EXERCISE BRIEF >> Every line containing "fireworks" should be copied out. Go through the entries and find them.

Records excerpted from a collection:
════════

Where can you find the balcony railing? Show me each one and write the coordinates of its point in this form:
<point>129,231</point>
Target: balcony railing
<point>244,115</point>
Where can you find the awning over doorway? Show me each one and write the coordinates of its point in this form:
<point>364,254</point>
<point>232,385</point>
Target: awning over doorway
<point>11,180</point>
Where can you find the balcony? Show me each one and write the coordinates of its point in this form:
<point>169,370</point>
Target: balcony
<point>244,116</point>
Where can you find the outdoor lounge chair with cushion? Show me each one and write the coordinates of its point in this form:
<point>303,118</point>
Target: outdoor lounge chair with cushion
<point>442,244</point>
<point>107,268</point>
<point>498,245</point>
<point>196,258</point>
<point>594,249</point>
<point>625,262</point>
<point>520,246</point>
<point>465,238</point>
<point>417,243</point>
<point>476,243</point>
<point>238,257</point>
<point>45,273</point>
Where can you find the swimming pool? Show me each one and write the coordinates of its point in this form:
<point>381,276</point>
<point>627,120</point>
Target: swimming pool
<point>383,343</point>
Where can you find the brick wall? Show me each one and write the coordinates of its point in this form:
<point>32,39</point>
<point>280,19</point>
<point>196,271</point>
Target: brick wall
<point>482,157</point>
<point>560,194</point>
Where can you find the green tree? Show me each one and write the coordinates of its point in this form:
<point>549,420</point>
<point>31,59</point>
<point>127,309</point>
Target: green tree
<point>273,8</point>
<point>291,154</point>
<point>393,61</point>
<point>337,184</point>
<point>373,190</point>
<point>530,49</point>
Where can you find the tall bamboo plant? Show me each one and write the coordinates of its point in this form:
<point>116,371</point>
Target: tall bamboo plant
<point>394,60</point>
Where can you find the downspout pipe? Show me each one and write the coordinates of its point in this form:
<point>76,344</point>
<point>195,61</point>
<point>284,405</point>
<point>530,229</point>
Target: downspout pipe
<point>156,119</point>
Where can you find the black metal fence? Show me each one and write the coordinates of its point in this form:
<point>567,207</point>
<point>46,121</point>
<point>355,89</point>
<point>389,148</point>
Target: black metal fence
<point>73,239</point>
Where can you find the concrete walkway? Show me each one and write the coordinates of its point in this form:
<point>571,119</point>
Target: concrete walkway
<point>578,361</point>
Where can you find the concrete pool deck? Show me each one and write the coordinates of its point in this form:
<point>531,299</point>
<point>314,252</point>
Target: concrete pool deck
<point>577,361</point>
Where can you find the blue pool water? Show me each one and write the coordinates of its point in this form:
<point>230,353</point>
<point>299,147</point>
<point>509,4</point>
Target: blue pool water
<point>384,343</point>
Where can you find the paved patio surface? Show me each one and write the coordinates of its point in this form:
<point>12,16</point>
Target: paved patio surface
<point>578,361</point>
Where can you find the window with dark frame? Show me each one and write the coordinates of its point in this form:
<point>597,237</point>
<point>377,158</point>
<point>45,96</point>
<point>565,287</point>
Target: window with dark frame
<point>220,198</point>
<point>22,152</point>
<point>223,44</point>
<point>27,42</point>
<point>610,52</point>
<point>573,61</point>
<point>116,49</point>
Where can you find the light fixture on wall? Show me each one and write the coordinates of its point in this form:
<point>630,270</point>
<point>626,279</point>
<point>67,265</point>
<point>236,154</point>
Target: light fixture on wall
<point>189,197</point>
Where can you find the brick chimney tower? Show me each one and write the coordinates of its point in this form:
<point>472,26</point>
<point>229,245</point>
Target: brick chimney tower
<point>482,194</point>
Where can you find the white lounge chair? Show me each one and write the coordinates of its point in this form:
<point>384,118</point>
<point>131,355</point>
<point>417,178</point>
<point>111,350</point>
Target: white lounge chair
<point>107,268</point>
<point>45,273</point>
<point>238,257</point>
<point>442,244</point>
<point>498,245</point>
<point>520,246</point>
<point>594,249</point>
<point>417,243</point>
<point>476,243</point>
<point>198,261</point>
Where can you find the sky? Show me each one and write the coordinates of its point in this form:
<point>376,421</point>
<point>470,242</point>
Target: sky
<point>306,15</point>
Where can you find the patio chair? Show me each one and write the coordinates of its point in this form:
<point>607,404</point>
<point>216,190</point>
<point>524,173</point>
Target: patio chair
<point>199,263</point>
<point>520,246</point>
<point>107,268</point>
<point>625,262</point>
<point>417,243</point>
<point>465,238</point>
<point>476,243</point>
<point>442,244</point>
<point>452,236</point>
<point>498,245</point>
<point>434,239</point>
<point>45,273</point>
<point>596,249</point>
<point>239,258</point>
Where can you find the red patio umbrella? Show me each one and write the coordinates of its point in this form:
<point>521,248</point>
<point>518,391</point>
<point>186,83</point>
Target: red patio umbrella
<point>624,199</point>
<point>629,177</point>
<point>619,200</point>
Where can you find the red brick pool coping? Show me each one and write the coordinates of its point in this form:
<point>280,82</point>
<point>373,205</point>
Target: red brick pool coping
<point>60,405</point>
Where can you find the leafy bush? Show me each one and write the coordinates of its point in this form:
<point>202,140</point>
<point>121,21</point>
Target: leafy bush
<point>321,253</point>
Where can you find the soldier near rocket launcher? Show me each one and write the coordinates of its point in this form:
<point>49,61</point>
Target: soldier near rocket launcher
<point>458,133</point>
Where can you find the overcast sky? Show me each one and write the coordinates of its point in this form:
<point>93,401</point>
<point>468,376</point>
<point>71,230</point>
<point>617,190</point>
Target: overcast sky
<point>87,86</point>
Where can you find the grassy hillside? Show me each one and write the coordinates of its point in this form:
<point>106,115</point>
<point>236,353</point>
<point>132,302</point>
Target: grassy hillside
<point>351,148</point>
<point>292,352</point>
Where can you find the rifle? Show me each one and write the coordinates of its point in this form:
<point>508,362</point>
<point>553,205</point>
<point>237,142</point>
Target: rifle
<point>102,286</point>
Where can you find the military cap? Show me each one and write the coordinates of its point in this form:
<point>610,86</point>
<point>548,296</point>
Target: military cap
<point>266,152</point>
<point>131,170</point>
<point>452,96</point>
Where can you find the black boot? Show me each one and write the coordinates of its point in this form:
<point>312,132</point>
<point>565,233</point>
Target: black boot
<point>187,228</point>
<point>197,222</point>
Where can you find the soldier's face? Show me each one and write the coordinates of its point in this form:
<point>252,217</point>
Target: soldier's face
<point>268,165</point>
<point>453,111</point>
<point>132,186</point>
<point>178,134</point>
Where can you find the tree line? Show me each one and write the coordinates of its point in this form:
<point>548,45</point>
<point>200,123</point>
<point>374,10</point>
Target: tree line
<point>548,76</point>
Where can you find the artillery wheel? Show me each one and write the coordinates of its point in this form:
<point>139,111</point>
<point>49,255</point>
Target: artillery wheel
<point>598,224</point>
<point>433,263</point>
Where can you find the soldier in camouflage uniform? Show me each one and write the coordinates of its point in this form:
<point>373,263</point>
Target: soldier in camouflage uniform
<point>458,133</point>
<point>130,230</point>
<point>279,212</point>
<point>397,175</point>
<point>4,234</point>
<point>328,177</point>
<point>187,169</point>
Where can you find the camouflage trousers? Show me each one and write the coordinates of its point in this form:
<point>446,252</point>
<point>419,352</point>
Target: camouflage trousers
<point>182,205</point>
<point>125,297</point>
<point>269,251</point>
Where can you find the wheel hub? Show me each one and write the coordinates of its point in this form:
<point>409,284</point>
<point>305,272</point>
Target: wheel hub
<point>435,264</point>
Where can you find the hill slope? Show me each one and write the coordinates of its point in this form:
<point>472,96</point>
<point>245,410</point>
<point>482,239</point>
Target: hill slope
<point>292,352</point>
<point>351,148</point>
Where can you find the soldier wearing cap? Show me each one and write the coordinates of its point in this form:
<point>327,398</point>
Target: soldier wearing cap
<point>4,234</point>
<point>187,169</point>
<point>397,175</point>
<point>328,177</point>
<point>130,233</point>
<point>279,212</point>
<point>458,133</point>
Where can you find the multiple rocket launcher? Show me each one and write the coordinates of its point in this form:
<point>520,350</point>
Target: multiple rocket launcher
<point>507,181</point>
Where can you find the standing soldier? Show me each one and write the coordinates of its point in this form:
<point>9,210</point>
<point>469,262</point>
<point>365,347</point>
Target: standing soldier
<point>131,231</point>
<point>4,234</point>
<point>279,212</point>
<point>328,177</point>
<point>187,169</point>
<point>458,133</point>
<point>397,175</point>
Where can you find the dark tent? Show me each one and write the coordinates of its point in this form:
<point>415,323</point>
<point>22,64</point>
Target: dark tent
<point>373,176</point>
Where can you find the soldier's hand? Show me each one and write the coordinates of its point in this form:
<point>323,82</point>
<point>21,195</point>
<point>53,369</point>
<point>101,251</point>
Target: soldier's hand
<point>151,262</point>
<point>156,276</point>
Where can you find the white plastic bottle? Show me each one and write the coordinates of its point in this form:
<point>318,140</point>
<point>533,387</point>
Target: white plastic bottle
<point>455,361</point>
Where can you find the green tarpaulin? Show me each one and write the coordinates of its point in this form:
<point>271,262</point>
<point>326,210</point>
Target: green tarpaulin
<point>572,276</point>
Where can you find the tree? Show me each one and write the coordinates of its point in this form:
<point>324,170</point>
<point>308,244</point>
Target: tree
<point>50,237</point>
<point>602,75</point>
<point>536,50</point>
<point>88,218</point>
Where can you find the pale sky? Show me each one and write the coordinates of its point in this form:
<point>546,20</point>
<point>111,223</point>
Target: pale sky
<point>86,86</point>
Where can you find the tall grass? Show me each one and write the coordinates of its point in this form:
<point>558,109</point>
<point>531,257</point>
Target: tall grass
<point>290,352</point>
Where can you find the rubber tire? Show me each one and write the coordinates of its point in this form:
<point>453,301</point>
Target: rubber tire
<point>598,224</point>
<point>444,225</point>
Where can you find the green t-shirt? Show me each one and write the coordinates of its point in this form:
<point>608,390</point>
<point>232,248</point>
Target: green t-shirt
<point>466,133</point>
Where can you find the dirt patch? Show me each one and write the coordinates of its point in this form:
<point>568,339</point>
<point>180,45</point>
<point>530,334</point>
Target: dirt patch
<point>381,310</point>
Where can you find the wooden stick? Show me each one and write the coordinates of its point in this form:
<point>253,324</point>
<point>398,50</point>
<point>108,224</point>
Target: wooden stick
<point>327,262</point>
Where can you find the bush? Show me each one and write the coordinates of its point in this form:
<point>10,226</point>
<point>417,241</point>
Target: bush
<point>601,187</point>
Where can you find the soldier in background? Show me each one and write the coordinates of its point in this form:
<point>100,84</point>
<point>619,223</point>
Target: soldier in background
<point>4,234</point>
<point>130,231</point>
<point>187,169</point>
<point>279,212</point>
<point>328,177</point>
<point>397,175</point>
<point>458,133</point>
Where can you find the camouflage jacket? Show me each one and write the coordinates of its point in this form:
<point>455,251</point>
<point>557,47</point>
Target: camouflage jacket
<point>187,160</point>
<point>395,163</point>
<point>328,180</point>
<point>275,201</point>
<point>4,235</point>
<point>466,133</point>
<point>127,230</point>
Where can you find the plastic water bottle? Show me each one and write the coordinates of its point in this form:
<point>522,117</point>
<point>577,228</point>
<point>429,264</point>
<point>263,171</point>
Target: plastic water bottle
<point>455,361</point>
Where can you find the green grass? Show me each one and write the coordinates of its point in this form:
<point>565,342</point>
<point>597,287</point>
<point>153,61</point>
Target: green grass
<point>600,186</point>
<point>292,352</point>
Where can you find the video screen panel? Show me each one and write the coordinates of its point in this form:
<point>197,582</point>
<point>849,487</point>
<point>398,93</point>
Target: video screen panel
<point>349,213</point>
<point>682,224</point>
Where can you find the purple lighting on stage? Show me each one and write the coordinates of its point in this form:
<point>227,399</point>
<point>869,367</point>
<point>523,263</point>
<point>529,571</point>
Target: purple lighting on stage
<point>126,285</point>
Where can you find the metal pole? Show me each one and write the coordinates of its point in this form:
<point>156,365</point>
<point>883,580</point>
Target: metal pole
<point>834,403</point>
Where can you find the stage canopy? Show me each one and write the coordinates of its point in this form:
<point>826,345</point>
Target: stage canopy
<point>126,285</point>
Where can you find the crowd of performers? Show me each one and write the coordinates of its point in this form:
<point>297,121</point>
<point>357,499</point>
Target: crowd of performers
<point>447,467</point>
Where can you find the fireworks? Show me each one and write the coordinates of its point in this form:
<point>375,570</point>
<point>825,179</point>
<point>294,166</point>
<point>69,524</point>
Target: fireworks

════════

YOUR RESPONSE >>
Where can you find the fireworks? Show me each one and write the coordinates of its point in this form:
Target: fireworks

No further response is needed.